[DOCUMENT PASSAGE]:
============================================================

Search code examples
amazon-web-serviceshiveqlddlamazon-athena

Athena Create External Table ParseException


Hi I am trying to run the following command in Athena

CREATE EXTERNAL TABLE transport_evaluator_prod(
    messageId STRING,
    type STRING,
    causationId STRING,
    correlationId STRING,
    traceparent STRING,
    `data` struct < 
    evaluationOccurred: STRING,
    eta struct < distance: INT,
    timeToDestination: INT,
    eta: STRING,
    destination struct < latitude: DOUBLE,
    longitude: DOUBLE,
    altitude: DOUBLE >,
    destinationEventId: STRING,
    origin struct < latitude: DOUBLE,
    longitude: DOUBLE,
    altitude: DOUBLE >, originEventId: STRING,
    plannedArrival: STRING,
    locationActionReference: STRING,
    resourceUrn: STRING,
    eventProvider: STRING,
    occured: STRING,
    position struct < latitude: DOUBLE,
    longitude: DOUBLE,
    altitude: DOUBLE >, 
    equipmentNumber: STRING,
    received: STRING > >
)
ROW FORMAT SERDE 'org.openx.data.jsonserde.JsonSerDe'
WITH SERDEPROPERTIES (
    'serialization.format' = '1',
    'ignore.malformed.json' = 'true'
)

============================================================

[EXERCISE]: Render the sentence "Hi I am trying to run the following command in Athena" from the Athena forum post in Spanish.

============================================================

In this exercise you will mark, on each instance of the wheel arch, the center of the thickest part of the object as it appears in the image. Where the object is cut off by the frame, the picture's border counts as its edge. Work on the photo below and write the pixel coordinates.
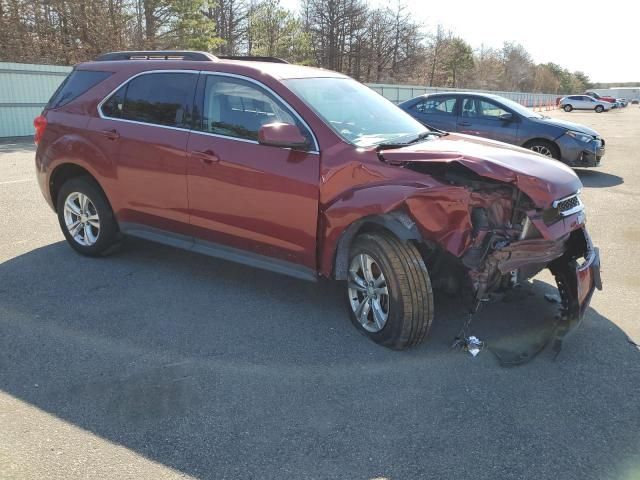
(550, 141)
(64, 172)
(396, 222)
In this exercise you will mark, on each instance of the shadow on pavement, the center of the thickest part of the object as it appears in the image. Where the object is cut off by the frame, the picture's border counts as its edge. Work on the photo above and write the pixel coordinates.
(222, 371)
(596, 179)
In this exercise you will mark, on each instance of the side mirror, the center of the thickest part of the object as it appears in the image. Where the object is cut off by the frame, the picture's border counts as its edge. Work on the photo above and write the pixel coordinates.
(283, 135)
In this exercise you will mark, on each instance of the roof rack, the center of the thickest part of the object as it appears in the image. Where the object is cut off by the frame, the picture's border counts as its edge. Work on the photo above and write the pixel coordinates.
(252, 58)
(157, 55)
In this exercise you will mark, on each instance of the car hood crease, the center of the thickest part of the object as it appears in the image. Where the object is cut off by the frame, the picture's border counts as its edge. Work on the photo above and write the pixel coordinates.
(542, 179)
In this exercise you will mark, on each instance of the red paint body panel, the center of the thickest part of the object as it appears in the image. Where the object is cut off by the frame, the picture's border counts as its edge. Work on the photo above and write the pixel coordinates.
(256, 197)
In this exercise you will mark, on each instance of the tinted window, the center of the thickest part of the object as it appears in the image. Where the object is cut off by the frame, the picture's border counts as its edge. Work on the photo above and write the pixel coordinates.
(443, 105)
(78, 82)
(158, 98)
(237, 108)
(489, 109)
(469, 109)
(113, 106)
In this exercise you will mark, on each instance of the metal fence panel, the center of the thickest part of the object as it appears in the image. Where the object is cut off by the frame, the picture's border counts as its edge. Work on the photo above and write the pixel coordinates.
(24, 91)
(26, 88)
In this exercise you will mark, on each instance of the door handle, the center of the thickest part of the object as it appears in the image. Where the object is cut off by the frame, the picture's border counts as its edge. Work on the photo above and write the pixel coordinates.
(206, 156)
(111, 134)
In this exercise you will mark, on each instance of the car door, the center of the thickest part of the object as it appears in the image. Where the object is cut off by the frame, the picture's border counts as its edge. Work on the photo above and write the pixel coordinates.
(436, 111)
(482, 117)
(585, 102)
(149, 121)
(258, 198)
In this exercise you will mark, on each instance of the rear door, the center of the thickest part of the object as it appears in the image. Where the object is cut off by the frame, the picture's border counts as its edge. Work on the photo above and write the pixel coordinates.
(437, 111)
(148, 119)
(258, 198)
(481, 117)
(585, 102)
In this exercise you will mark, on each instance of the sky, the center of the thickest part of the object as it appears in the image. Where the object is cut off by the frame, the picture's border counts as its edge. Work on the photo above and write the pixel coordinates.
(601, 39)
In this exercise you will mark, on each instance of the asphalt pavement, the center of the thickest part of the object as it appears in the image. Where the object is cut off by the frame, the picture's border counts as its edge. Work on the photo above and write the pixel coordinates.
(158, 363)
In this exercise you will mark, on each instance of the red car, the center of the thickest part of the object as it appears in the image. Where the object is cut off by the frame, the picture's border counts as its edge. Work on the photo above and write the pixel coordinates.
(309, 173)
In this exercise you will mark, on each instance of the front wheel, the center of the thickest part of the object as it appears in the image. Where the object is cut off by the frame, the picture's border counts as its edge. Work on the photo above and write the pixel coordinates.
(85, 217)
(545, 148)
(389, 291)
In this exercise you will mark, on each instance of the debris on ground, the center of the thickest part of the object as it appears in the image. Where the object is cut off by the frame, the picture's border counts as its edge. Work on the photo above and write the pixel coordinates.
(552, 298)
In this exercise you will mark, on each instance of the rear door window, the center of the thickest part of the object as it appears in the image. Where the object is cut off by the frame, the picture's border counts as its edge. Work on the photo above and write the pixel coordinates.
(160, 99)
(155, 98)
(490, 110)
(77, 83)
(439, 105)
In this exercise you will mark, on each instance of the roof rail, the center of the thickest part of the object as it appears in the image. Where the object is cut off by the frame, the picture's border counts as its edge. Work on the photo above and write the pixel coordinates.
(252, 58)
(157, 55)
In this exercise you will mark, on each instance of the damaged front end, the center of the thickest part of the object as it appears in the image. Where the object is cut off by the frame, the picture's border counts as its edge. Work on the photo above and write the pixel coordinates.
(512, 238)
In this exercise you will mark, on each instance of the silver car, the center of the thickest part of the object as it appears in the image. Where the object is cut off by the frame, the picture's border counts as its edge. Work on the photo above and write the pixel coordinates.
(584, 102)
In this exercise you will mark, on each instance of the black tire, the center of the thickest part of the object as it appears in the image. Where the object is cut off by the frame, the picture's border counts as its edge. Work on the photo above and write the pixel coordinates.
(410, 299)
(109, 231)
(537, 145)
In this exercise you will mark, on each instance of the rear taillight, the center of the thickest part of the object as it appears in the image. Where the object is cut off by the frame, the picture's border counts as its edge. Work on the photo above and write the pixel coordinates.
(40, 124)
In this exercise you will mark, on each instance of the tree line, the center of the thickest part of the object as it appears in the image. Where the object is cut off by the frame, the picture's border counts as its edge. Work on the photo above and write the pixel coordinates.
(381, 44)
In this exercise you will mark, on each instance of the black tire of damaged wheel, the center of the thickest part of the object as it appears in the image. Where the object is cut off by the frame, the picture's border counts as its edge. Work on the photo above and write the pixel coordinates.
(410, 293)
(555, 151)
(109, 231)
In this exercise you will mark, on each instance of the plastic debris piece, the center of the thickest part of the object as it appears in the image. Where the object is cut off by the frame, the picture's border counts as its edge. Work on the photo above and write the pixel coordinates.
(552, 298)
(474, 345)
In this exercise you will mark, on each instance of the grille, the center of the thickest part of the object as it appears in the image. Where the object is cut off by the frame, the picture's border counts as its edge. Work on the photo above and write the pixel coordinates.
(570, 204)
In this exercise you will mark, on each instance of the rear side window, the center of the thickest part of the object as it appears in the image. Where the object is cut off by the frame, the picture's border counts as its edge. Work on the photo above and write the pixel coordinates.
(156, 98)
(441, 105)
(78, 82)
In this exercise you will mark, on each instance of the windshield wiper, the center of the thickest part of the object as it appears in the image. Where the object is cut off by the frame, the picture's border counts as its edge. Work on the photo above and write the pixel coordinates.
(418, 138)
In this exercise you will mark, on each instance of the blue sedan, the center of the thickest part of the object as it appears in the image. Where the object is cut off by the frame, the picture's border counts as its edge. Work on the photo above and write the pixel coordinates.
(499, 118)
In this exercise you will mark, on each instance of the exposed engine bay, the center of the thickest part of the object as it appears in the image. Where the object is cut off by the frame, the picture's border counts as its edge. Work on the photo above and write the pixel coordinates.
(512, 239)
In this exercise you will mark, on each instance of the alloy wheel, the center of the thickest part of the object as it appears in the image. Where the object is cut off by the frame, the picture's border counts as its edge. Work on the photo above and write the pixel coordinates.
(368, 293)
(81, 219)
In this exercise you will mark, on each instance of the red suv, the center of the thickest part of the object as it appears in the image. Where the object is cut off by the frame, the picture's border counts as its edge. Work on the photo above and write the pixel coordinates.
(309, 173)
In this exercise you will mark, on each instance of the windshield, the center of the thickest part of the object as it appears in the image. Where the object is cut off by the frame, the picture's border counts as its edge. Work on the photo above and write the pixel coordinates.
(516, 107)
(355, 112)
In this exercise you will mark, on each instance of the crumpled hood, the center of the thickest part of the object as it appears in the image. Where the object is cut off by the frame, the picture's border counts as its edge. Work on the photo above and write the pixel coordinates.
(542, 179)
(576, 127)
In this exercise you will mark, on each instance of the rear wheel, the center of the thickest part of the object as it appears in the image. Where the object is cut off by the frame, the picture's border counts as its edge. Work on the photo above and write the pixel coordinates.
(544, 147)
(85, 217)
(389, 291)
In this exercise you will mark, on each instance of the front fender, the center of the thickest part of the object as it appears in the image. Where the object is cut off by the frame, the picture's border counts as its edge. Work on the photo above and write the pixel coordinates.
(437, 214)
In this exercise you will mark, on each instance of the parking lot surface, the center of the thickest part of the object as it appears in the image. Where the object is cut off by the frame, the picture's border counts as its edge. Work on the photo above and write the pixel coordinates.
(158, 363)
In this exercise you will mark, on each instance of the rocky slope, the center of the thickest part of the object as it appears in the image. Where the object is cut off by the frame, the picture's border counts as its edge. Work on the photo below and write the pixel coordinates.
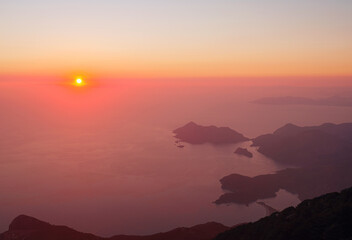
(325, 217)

============================================================

[RESPONSE BELOW]: Hola, estoy intentando ejecutar el siguiente comando en Athena.